>> Begin Dataset extract
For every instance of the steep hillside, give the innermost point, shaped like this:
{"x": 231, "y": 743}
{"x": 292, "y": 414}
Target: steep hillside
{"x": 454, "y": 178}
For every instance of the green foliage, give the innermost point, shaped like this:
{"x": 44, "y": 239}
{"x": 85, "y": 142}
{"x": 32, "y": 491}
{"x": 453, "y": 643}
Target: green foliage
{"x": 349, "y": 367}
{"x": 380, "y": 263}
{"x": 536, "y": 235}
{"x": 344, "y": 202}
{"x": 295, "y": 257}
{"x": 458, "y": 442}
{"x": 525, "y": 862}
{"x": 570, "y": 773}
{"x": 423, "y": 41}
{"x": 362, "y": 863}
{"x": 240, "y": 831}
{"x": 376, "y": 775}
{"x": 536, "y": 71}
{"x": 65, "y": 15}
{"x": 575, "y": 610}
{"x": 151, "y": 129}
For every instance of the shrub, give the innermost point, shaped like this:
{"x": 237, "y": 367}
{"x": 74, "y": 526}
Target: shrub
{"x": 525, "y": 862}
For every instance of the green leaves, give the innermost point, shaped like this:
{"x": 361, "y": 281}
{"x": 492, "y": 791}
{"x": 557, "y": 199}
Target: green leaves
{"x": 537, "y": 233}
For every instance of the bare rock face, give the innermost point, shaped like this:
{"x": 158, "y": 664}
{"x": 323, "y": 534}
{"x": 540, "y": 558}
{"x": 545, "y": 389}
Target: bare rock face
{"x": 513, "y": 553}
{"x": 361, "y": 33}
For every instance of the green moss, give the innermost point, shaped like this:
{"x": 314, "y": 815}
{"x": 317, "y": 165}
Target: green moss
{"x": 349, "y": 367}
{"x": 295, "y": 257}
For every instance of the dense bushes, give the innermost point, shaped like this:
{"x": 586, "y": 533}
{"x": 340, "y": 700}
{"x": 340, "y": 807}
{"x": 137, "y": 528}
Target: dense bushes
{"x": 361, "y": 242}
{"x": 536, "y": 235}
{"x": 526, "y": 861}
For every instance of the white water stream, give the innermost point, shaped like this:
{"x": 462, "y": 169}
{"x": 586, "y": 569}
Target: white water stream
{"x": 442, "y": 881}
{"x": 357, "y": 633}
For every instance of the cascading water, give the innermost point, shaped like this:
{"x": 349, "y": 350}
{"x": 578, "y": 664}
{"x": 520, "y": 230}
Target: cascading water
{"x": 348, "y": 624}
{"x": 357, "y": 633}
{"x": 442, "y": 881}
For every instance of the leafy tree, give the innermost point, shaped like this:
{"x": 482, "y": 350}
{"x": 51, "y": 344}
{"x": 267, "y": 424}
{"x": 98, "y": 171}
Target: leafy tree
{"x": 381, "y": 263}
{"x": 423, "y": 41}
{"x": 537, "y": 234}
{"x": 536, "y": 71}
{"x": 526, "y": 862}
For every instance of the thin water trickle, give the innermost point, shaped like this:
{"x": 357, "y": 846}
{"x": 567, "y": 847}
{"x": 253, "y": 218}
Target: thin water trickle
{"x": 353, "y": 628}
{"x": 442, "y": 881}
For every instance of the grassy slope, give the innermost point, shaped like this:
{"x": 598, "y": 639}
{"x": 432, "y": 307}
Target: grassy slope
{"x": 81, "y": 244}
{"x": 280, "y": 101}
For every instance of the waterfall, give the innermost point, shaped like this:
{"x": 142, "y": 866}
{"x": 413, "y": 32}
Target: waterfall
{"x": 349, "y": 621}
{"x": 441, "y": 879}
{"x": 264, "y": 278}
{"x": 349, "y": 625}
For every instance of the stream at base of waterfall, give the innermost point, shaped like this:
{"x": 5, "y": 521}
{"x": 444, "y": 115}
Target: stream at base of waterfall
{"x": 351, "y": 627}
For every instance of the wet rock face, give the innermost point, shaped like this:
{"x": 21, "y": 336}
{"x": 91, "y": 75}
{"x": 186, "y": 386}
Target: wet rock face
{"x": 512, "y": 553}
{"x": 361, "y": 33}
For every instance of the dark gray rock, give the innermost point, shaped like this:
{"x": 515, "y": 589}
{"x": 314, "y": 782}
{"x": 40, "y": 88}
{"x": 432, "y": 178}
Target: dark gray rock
>> End Dataset extract
• Aim of the exercise:
Write out all of the entries again, putting "central point" wherever "innermost point" appears. Leave everything else unchanged.

• Answer to the problem:
For every instance of the steep hillside, give the central point, shaped like this:
{"x": 231, "y": 743}
{"x": 292, "y": 414}
Target: steep hillside
{"x": 454, "y": 178}
For every instance of the green foliage, give the central point, shaped like this:
{"x": 44, "y": 239}
{"x": 85, "y": 142}
{"x": 32, "y": 491}
{"x": 453, "y": 643}
Target: green foliage
{"x": 349, "y": 367}
{"x": 380, "y": 263}
{"x": 536, "y": 235}
{"x": 344, "y": 202}
{"x": 295, "y": 257}
{"x": 458, "y": 442}
{"x": 525, "y": 862}
{"x": 570, "y": 773}
{"x": 423, "y": 41}
{"x": 362, "y": 863}
{"x": 240, "y": 831}
{"x": 376, "y": 775}
{"x": 536, "y": 71}
{"x": 65, "y": 15}
{"x": 575, "y": 610}
{"x": 151, "y": 129}
For every instance of the shrub, give the central point, shaped like this:
{"x": 237, "y": 367}
{"x": 74, "y": 526}
Target: shrub
{"x": 525, "y": 862}
For every instance of the green leaves, give the central point, shaped like this:
{"x": 361, "y": 281}
{"x": 492, "y": 791}
{"x": 557, "y": 199}
Target: green leaves
{"x": 537, "y": 233}
For every instance of the bare rock face, give the central point, shaped like this:
{"x": 158, "y": 664}
{"x": 323, "y": 534}
{"x": 540, "y": 558}
{"x": 545, "y": 389}
Target: bare rock face
{"x": 513, "y": 553}
{"x": 361, "y": 33}
For every instance of the green moss, give the central point, shaped like this:
{"x": 314, "y": 815}
{"x": 317, "y": 165}
Target: green moss
{"x": 349, "y": 367}
{"x": 295, "y": 257}
For every instance of the dense bushes, give the central point, shaped like this:
{"x": 586, "y": 533}
{"x": 340, "y": 700}
{"x": 340, "y": 807}
{"x": 137, "y": 528}
Target: dense bushes
{"x": 361, "y": 242}
{"x": 536, "y": 235}
{"x": 526, "y": 861}
For every instance of the white water stream, give the central point, shaped like this:
{"x": 462, "y": 169}
{"x": 586, "y": 569}
Target: white water stream
{"x": 442, "y": 881}
{"x": 357, "y": 633}
For every instance of the cascading water, give the central point, shaped like this:
{"x": 349, "y": 350}
{"x": 578, "y": 664}
{"x": 520, "y": 230}
Target: cascading water
{"x": 348, "y": 624}
{"x": 357, "y": 633}
{"x": 442, "y": 881}
For every instance of the leafy tree, give the central point, shaped like this:
{"x": 482, "y": 350}
{"x": 51, "y": 344}
{"x": 267, "y": 424}
{"x": 98, "y": 171}
Target: leafy tree
{"x": 381, "y": 263}
{"x": 423, "y": 41}
{"x": 537, "y": 234}
{"x": 536, "y": 71}
{"x": 526, "y": 862}
For every instance of the thin water trickle, give the central point, shaped like this:
{"x": 357, "y": 846}
{"x": 567, "y": 847}
{"x": 253, "y": 218}
Target: thin water trickle
{"x": 353, "y": 628}
{"x": 442, "y": 881}
For every instance of the grassy slope, give the central point, shaped like this:
{"x": 598, "y": 639}
{"x": 432, "y": 307}
Target: grassy slope
{"x": 81, "y": 244}
{"x": 280, "y": 101}
For every instance of the waterfall, give the central point, shaped like this:
{"x": 142, "y": 866}
{"x": 413, "y": 32}
Target: waterfall
{"x": 349, "y": 621}
{"x": 441, "y": 879}
{"x": 264, "y": 278}
{"x": 349, "y": 625}
For every instance of the stream at base of waterfall, give the central point, shaped like this:
{"x": 5, "y": 521}
{"x": 444, "y": 115}
Target: stream at base of waterfall
{"x": 351, "y": 627}
For every instance of the wet rock face, give the central point, shaped like this:
{"x": 21, "y": 336}
{"x": 91, "y": 75}
{"x": 186, "y": 386}
Target: wet rock face
{"x": 512, "y": 553}
{"x": 361, "y": 33}
For every instance of the dark gray rock, give the central point, shaped like this:
{"x": 515, "y": 589}
{"x": 314, "y": 782}
{"x": 40, "y": 88}
{"x": 432, "y": 178}
Target: dark gray rock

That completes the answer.